> **DO THIS**
Report every line in the listing below that contains the word "balloon", copying each one in full.

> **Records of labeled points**
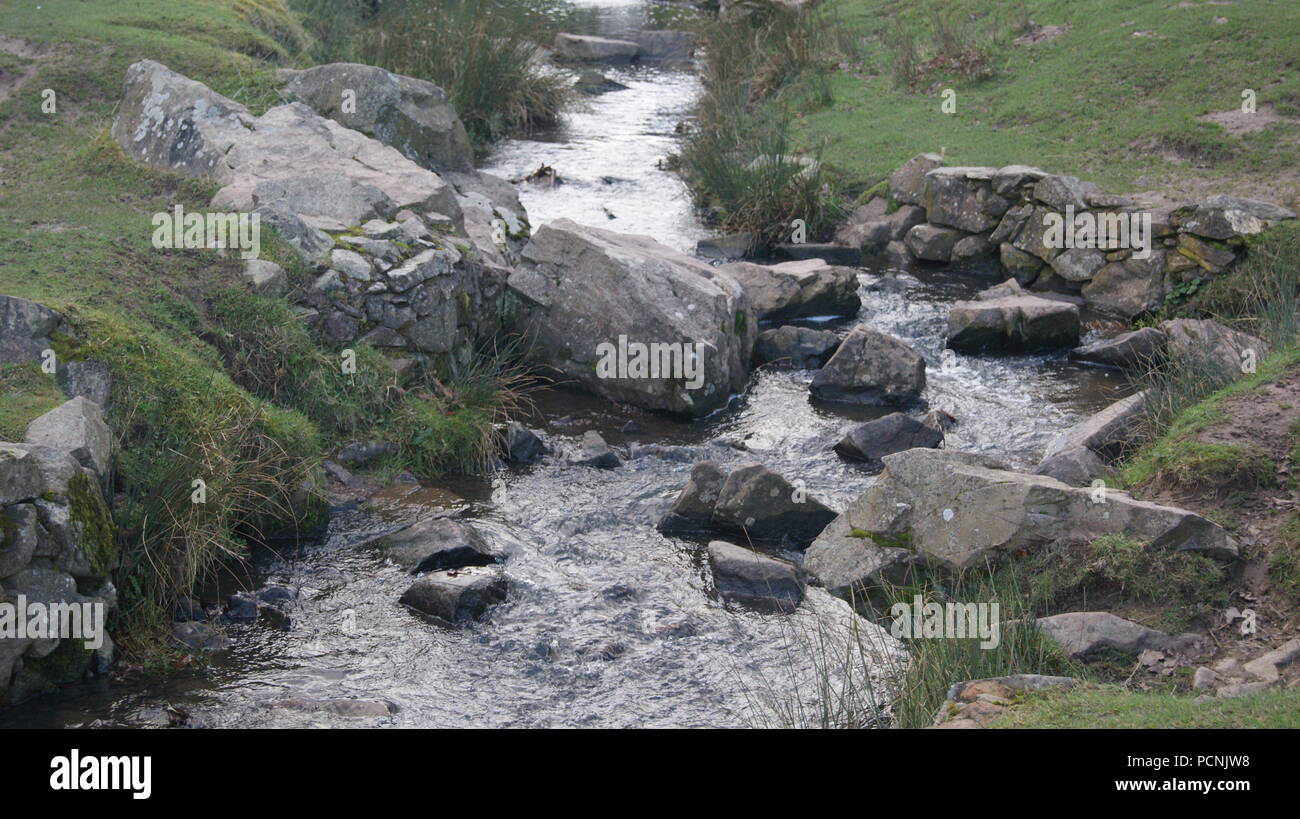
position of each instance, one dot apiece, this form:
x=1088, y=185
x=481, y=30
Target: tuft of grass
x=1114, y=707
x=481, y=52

---

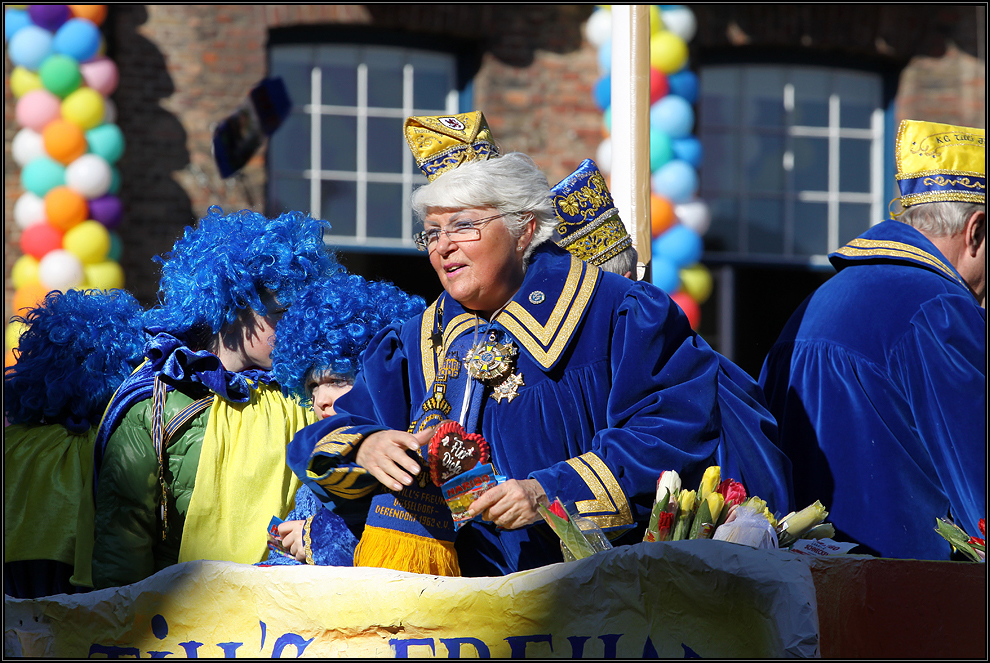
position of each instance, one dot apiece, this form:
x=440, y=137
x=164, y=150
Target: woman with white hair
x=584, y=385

...

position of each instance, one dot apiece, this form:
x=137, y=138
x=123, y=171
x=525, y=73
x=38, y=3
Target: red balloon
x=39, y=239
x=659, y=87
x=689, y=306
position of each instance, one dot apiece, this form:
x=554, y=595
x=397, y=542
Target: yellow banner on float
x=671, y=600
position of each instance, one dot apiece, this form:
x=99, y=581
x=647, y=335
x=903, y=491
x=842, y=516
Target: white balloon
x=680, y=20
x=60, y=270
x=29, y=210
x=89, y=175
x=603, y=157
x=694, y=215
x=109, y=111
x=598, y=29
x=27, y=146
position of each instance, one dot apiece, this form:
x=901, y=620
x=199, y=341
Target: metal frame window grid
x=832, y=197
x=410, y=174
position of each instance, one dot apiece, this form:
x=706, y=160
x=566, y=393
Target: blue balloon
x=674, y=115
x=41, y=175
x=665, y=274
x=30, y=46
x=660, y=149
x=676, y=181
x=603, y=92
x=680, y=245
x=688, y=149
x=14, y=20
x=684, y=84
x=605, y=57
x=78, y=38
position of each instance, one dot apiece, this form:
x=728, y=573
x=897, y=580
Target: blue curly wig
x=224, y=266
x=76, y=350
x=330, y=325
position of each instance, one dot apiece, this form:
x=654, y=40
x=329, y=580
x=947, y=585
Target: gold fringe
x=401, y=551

> **WRITTEN RESPONSE**
Target: red balloon
Target: white balloon
Target: blue balloon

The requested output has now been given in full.